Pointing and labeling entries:

┄┄┄┄┄┄┄┄┄┄

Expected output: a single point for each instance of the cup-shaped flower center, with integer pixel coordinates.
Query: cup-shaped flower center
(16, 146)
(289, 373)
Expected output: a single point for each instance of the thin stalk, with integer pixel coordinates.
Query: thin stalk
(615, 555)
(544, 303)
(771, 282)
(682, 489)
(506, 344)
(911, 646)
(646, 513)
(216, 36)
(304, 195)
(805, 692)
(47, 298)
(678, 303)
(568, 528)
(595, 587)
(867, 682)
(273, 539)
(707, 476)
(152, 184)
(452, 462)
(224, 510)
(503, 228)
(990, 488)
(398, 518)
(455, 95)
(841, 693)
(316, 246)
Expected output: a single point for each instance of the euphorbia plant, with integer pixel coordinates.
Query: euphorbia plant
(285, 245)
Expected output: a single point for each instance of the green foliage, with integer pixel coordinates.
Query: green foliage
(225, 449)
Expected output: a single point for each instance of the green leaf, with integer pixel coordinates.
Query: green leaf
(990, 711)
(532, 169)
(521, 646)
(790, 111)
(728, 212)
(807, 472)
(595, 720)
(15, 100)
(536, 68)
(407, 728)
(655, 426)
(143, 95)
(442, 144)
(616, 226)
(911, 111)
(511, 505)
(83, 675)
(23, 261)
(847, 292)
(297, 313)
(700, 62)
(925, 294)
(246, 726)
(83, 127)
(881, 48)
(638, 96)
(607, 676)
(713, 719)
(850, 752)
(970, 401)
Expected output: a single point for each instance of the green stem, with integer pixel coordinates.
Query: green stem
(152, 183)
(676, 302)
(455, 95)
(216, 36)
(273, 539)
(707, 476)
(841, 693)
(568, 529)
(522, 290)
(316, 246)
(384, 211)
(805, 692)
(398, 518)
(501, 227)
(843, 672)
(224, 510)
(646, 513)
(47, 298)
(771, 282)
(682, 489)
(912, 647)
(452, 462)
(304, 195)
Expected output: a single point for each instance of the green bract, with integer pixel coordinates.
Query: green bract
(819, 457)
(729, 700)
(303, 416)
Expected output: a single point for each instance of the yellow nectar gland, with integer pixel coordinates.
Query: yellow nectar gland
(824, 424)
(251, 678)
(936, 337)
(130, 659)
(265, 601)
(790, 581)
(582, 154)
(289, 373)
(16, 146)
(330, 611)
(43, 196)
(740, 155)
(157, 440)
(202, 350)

┄┄┄┄┄┄┄┄┄┄

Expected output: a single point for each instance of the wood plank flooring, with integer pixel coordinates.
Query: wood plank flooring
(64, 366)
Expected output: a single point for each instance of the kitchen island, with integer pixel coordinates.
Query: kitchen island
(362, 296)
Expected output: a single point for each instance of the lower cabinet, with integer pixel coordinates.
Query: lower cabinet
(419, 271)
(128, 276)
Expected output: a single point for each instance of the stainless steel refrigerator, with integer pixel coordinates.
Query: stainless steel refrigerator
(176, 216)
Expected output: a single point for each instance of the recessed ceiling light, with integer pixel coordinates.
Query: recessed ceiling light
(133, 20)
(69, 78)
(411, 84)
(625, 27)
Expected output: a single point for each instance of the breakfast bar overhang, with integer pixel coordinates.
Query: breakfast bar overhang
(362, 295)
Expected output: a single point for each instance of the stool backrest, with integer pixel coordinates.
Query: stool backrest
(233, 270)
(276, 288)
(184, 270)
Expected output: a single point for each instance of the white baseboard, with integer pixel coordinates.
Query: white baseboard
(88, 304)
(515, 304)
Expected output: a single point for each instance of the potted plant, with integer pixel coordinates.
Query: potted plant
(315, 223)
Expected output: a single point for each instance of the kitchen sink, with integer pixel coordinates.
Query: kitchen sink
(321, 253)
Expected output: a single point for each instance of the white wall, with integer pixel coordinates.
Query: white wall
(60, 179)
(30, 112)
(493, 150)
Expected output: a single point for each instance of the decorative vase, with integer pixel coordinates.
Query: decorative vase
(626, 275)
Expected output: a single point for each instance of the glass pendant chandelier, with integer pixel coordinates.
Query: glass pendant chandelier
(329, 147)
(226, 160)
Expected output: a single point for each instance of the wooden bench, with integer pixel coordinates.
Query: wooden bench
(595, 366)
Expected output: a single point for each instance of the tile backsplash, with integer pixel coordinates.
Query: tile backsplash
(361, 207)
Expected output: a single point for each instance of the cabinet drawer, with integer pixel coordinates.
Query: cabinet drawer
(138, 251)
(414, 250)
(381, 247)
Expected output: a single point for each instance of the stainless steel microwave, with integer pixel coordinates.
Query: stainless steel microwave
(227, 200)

┄┄┄┄┄┄┄┄┄┄

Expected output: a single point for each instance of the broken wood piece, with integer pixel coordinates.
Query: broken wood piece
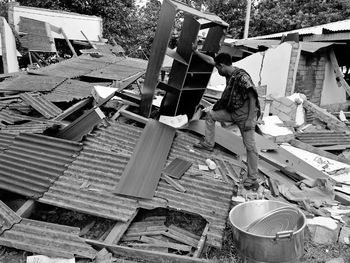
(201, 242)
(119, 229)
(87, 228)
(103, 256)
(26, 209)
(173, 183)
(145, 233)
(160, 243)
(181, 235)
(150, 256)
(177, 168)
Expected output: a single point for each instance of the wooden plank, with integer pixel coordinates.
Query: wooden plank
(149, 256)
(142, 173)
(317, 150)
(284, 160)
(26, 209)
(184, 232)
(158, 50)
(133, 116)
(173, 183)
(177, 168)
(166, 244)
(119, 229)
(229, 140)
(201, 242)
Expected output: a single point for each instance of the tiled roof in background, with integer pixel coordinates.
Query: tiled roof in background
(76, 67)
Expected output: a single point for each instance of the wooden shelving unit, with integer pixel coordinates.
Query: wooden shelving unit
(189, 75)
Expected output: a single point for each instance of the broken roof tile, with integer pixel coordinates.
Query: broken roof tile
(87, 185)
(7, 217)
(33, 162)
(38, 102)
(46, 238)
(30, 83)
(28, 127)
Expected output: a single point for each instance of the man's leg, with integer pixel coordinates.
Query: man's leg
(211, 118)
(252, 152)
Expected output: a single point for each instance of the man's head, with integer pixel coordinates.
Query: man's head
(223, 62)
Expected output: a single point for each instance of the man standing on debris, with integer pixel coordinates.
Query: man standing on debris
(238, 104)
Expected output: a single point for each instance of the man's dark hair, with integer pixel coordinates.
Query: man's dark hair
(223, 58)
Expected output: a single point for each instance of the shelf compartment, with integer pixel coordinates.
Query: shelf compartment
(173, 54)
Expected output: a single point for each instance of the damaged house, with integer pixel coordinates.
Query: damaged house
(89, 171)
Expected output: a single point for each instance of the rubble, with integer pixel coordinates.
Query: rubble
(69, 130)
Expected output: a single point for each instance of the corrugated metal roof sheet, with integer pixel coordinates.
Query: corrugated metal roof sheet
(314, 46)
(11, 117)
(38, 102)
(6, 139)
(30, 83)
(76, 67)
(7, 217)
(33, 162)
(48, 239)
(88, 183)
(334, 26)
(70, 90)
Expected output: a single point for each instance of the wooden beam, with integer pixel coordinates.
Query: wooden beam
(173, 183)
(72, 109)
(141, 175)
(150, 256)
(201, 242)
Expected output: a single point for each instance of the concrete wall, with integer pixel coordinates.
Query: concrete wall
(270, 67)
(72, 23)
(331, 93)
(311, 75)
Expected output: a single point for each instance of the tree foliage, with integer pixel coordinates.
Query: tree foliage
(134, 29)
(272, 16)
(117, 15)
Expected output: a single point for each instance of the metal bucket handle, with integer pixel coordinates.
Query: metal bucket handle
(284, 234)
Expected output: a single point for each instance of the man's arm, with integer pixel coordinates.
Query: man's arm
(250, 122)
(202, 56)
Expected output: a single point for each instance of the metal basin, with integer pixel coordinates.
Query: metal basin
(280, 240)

┄┄┄┄┄┄┄┄┄┄

* [TASK STATEMENT]:
Identify every line of the records that contains the string "drawer", and copy each one. Case counts.

* [EXERCISE ANSWER]:
Expected output: a single point for each instance of the cabinet drawer, with integer pixel coordinates.
Query: cabinet drawer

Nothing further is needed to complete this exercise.